# PROBLEM TO SOLVE:
Count the lines of the listing below that contain the word "negative". Reply with that number only.

# DATASET EXTRACT:
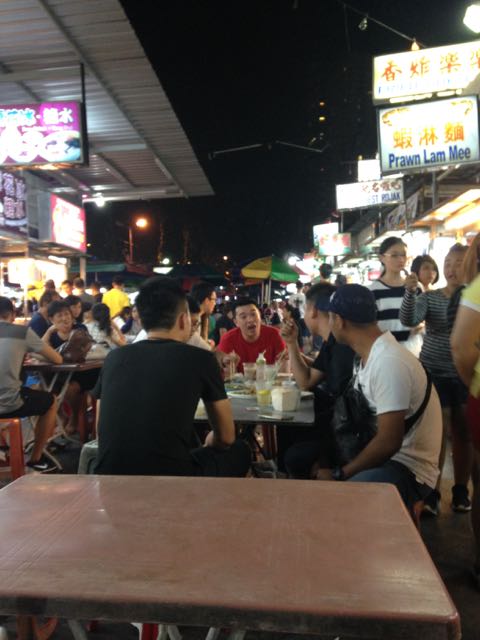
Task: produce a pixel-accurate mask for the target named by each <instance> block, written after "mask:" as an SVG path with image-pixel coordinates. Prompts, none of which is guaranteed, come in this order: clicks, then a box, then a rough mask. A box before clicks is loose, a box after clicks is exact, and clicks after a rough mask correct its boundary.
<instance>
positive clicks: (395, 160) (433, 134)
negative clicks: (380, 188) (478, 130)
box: [377, 96, 479, 174]
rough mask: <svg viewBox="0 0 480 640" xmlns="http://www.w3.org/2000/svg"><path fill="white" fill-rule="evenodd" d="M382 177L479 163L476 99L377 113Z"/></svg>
mask: <svg viewBox="0 0 480 640" xmlns="http://www.w3.org/2000/svg"><path fill="white" fill-rule="evenodd" d="M377 115H378V137H379V146H380V165H381V168H382V174H389V173H398V172H399V171H401V172H402V173H415V172H421V171H425V170H427V169H434V168H438V167H447V166H456V165H460V164H468V163H472V162H478V160H479V141H478V107H477V97H476V96H466V97H463V96H459V97H457V98H452V99H448V100H435V101H433V102H425V103H422V104H411V105H405V106H402V107H393V106H392V107H390V108H385V109H379V110H378V113H377Z"/></svg>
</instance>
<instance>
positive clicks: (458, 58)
mask: <svg viewBox="0 0 480 640" xmlns="http://www.w3.org/2000/svg"><path fill="white" fill-rule="evenodd" d="M479 74H480V40H476V41H475V42H464V43H463V44H456V45H448V46H445V47H435V48H434V49H420V50H419V51H404V52H402V53H392V54H387V55H384V56H379V57H377V58H374V61H373V102H374V104H381V103H382V102H388V101H389V100H391V99H392V98H394V99H399V98H402V97H403V98H405V99H408V98H410V99H412V98H413V96H418V95H423V94H436V93H439V92H444V91H456V90H458V91H459V92H460V93H461V92H462V90H463V91H465V90H466V91H465V93H475V92H476V91H477V88H478V87H477V84H478V82H479V81H480V77H479Z"/></svg>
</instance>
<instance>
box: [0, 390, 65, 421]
mask: <svg viewBox="0 0 480 640" xmlns="http://www.w3.org/2000/svg"><path fill="white" fill-rule="evenodd" d="M20 396H21V398H22V400H23V404H22V406H21V407H19V408H18V409H16V410H15V411H11V412H9V413H1V414H0V418H27V417H28V416H43V415H44V414H45V413H47V411H48V410H49V409H50V407H51V406H52V404H53V403H54V402H55V396H54V395H53V393H50V392H49V391H39V390H38V389H30V388H29V387H22V388H21V389H20Z"/></svg>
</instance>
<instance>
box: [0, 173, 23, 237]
mask: <svg viewBox="0 0 480 640" xmlns="http://www.w3.org/2000/svg"><path fill="white" fill-rule="evenodd" d="M1 229H5V230H7V231H11V232H14V233H22V234H26V233H27V230H28V224H27V210H26V207H25V180H24V179H23V178H20V176H16V175H14V174H13V173H8V172H7V171H0V230H1Z"/></svg>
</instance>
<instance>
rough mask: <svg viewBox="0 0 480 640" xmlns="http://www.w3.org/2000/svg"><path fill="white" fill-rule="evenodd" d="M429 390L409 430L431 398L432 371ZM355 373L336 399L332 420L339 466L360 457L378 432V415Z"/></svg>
mask: <svg viewBox="0 0 480 640" xmlns="http://www.w3.org/2000/svg"><path fill="white" fill-rule="evenodd" d="M425 373H426V376H427V389H426V391H425V397H424V399H423V402H422V404H421V405H420V407H419V408H418V409H417V411H415V413H414V414H413V415H411V416H410V417H409V418H407V419H406V420H405V433H408V431H409V430H410V429H411V428H412V427H413V425H414V424H415V423H416V422H417V420H418V419H419V418H420V416H421V415H422V413H423V412H424V411H425V408H426V406H427V404H428V402H429V400H430V394H431V391H432V380H431V378H430V375H429V373H428V371H425ZM356 378H357V376H356V375H354V376H353V377H352V379H351V380H350V382H349V383H348V385H347V388H346V389H345V391H344V392H343V394H342V395H341V396H339V397H338V398H337V399H336V400H335V406H334V410H333V418H332V421H331V423H330V428H331V430H332V437H333V442H334V459H335V464H336V465H337V466H343V465H345V464H347V463H348V462H350V461H351V460H353V459H354V458H356V456H357V455H358V454H359V453H360V451H362V450H363V449H364V448H365V447H366V446H367V444H368V443H369V442H370V440H371V439H372V438H373V436H374V435H375V434H376V433H377V416H376V414H375V412H373V411H372V410H371V408H370V405H369V404H368V401H367V399H366V397H365V396H364V394H363V391H362V387H361V385H360V384H358V385H357V387H358V388H356V385H355V383H356Z"/></svg>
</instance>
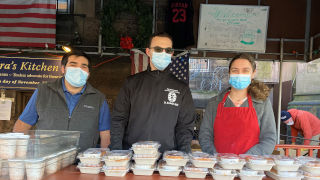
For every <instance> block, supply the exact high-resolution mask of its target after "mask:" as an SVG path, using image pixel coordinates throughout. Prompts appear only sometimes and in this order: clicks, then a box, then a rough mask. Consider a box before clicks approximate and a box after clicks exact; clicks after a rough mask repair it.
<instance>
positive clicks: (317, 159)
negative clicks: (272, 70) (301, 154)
mask: <svg viewBox="0 0 320 180" xmlns="http://www.w3.org/2000/svg"><path fill="white" fill-rule="evenodd" d="M302 163H303V164H302V166H301V170H302V173H303V175H304V180H319V179H320V160H319V159H315V158H312V159H309V160H307V161H302Z"/></svg>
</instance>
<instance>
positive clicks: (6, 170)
mask: <svg viewBox="0 0 320 180" xmlns="http://www.w3.org/2000/svg"><path fill="white" fill-rule="evenodd" d="M1 166H2V167H1V170H0V171H1V172H0V175H1V176H8V175H9V163H8V161H5V160H2V165H1Z"/></svg>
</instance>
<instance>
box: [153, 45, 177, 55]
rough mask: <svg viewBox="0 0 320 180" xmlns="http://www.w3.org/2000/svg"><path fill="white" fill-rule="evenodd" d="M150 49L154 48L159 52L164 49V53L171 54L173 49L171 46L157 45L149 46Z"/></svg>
mask: <svg viewBox="0 0 320 180" xmlns="http://www.w3.org/2000/svg"><path fill="white" fill-rule="evenodd" d="M150 49H154V51H155V52H157V53H161V52H163V50H165V52H166V53H168V54H171V53H173V49H172V48H162V47H159V46H155V47H151V48H150Z"/></svg>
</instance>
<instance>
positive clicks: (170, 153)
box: [163, 151, 189, 166]
mask: <svg viewBox="0 0 320 180" xmlns="http://www.w3.org/2000/svg"><path fill="white" fill-rule="evenodd" d="M163 159H164V160H165V161H166V162H167V165H169V166H185V165H186V164H187V162H188V161H189V156H188V155H187V154H185V153H184V152H182V151H166V152H164V154H163Z"/></svg>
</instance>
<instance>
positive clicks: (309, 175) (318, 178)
mask: <svg viewBox="0 0 320 180" xmlns="http://www.w3.org/2000/svg"><path fill="white" fill-rule="evenodd" d="M303 175H304V176H305V177H308V178H309V179H320V174H312V173H309V172H306V171H303Z"/></svg>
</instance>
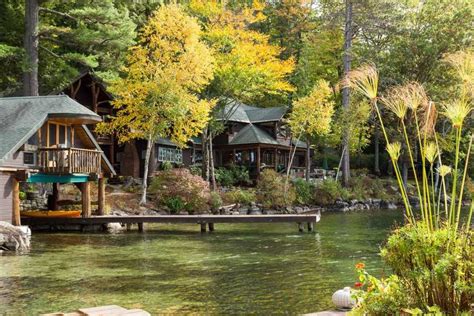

# RESPONSE:
2